**Aim of the exercise**
Scan the entries below for lines holding "point". Give the number of such lines alone.

Dataset entries:
☆ ☆ ☆ ☆ ☆

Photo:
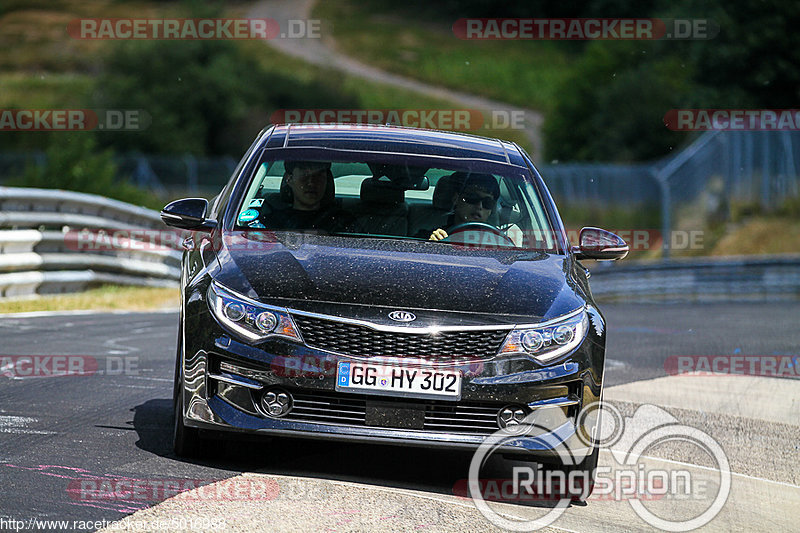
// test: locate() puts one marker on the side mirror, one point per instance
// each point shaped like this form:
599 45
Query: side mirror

☆ ☆ ☆ ☆ ☆

**The completed task**
2